Authors: Amanda Carlson
Mentors: Bradford Berges
Insitution: Brigham Young University
Human Immunodeficiency Virus (HIV) causes AIDS and is one of the most studied viruses in history. HIV is a retrovirus that has two copies of a single stranded RNA genome. While there is in-depth understanding of the virus and its pathogenesis, no completely effective treatment or vaccine exists.
One potential target for therapeutic treatment of HIV is Viral Protein R (Vpr). Vpr is a multi-functional accessory protein encoded by the HIV genome. While HIV is a quickly mutating virus, the vpr gene remains relatively conserved. Mutations in this protein dramatically impact the rate of AIDS progression compared to the wild type (WT) version of Vpr. The Vpr polymorphism R77Q is associated with the Long Term Non Progressor (LTNP) phenotype. Regular AIDS onset is 5-7 years for WT virus and 10 or more years for R77Q. These differences in AIDS progression have been observed in vivo by following people with HIV over time. We have successfully shown that R77Q activates G2 cell cycle arrest more efficiently than WT followed by apoptosis, a death mechanism with less inflammation compared to necrosis. While the molecular mechanism of Vpr-induced apoptosis is known, it is not yet determined why point mutations in Vpr are changing levels of apoptosis. With further experimentation, we have shown that R77Q has decreased expression of pro-inflammatory cytokines compared to WT virus, which may explain why it is associated with the LTNP phenotype.
The functions of Vpr come from binding and modifying cellular proteins and enzymes. The focus of our research is to determine what molecular interactions change between Vpr mutants to better understand the shifts in apoptotic levels. Vpr can be found intracellularly in the nucleus, cytoplasm, and mitochondria and extracellularly in secreted proteins and within virions. We will determine Vpr concentration in these various locations for both WT Vpr and the R77Q mutant, starting by measuring extracellular Vpr.

DATA EXCERPTS
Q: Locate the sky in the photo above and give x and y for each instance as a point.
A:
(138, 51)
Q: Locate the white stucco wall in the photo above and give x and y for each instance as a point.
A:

REQUIRED ACTIONS
(A) Answer these about the HIV Vpr passage:
(i) How many copies of its RNA genome does HIV have?
(ii) What is the regular AIDS onset for R77Q?
(iii) What is the first Vpr location the researchers will measure?
(B) Reproduce the part of the HIV Vpr passage that opens with the words containing "Authors: Amanda Carlson" and closes with "or vaccine exists.".

RESPONSE LIST
(A)
(i) Two copies of a single stranded RNA genome.
(ii) 10 or more years.
(iii) Extracellular Vpr.

(B)
Authors: Amanda Carlson
Mentors: Bradford Berges
Insitution: Brigham Young University
Human Immunodeficiency Virus (HIV) causes AIDS and is one of the most studied viruses in history. HIV is a retrovirus that has two copies of a single stranded RNA genome. While there is in-depth understanding of the virus and its pathogenesis, no completely effective treatment or vaccine exists.